## Work request a
Can you retype the lecture announcement below word for word, starting at "Laster has served" and ending at "for Academic Excellence."?

## Text
○ ○ ○
Laster’s lecture will survey the relevant legal landscape and look ahead to how Delaware courts in the future may approach the important question of the human dimension of corporate accountability. In 2019, the Delaware Supreme Court reversed the pleading-stage dismissal of a “Caremark claim,” a mechanism that can be used to hold corporations accountable for harm. The term “Caremark claim” derives from a 1996 case which holds that directors can be found in breach of their duty of loyalty by knowingly failing to oversee the corporation’s affairs, particularly if they knowingly permit the corporation to violate the law.
Despite an ample supply of corporate scandals, attempts to bring Caremark claims so far generally have failed to gain any traction. Will the 2019 decision breathe life into the doctrine?
Laster has served as a vice chancellor on the Court of Chancery of the State of Delaware since 2009. He also serves as an adjunct professor of law at Georgetown University. Before his appointment to the bench, he was in private practice and specialized in litigation involving business entities and advising on transactional matters carrying a significant risk of litigation. A graduate of Princeton University, Laster received his J.D. and master’s degree from the University of Virginia, where he served on the Virginia Law Review and received the Law School Alumni Association Award for Academic Excellence.
This annual lecture remembers E. Harold Hallows, a graduate of Marquette University, who was a practicing lawyer in Milwaukee and a faculty member at Marquette Law School from 1930 to 1958. He then served as a justice of the Wisconsin Supreme Court from 1958 to 1974 and was the court’s chief justice for the last six of those years.
○ ○ ○
## Supplied data

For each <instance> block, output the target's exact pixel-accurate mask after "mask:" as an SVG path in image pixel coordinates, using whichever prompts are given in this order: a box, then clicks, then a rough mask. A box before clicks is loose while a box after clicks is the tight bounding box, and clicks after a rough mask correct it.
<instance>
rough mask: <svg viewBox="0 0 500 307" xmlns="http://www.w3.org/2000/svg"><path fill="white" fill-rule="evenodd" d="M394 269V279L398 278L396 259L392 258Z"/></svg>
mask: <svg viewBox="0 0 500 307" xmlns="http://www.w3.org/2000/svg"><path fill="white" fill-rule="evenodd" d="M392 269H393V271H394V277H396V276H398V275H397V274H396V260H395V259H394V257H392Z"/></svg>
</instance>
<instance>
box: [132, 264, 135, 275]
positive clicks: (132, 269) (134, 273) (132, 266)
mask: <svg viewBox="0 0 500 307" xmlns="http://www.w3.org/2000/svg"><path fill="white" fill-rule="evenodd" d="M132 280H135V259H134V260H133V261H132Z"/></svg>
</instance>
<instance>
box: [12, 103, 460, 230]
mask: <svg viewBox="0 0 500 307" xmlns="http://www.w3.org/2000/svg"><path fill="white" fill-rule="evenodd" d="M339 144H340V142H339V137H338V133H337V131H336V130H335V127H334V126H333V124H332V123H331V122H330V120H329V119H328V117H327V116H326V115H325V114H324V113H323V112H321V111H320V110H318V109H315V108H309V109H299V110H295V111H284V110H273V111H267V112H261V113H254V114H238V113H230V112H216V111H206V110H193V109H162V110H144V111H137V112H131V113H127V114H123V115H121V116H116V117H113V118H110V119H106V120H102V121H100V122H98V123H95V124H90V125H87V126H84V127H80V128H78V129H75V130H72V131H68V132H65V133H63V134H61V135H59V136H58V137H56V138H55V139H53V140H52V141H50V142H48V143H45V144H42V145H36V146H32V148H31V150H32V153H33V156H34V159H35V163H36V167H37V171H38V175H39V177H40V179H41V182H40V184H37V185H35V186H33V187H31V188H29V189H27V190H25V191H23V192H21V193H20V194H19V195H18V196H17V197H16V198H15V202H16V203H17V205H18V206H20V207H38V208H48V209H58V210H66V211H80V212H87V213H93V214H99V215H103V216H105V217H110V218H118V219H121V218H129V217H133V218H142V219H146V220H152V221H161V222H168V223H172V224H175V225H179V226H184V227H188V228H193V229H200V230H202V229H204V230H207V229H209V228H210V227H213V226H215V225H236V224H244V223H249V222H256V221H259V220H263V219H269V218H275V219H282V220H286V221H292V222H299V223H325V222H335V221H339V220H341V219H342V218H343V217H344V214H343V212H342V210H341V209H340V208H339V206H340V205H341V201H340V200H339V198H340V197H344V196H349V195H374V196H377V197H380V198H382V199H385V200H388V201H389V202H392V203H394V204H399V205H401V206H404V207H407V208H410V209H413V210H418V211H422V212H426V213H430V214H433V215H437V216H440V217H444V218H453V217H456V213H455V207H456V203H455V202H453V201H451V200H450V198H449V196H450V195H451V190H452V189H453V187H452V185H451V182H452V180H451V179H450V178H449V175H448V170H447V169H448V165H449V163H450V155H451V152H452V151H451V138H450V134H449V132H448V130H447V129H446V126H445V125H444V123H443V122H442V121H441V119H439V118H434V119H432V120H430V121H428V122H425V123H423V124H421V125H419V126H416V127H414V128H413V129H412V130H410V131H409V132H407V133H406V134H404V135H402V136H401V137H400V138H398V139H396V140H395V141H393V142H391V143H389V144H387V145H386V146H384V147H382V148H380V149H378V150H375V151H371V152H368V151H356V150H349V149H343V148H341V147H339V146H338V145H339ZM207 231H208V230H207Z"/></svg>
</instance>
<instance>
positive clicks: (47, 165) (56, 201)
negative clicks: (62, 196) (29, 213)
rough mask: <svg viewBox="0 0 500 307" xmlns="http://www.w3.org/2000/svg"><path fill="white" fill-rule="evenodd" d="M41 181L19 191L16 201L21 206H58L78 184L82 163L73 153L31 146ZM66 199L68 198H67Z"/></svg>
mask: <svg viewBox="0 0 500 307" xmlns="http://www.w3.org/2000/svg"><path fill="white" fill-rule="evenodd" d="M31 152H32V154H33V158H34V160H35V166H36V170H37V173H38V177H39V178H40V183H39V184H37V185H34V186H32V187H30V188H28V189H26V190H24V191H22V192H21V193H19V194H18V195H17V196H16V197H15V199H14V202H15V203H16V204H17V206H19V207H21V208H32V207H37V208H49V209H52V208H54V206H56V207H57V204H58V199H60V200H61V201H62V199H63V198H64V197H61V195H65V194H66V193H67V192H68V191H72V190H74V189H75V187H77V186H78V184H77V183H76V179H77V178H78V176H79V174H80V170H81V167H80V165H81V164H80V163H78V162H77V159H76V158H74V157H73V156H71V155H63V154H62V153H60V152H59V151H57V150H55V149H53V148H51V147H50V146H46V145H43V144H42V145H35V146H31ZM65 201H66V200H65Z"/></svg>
○ ○ ○
## Work request b
Which lines of the entries above contain the string "rough"? Collect each such line in full, treating uppercase and lowercase as different.

## Response area a
Laster has served as a vice chancellor on the Court of Chancery of the State of Delaware since 2009. He also serves as an adjunct professor of law at Georgetown University. Before his appointment to the bench, he was in private practice and specialized in litigation involving business entities and advising on transactional matters carrying a significant risk of litigation. A graduate of Princeton University, Laster received his J.D. and master’s degree from the University of Virginia, where he served on the Virginia Law Review and received the Law School Alumni Association Award for Academic Excellence.

## Response area b
For each <instance> block, output the target's exact pixel-accurate mask after "mask:" as an SVG path in image pixel coordinates, using whichever prompts are given in this order: a box, then clicks, then a rough mask. A box before clicks is loose while a box after clicks is the tight bounding box, and clicks after a rough mask correct it.
rough mask: <svg viewBox="0 0 500 307" xmlns="http://www.w3.org/2000/svg"><path fill="white" fill-rule="evenodd" d="M394 269V279L398 278L396 259L392 258Z"/></svg>
rough mask: <svg viewBox="0 0 500 307" xmlns="http://www.w3.org/2000/svg"><path fill="white" fill-rule="evenodd" d="M41 181L19 191L16 201L21 206H58L78 184L82 163L73 153L31 146ZM66 199L68 198H67Z"/></svg>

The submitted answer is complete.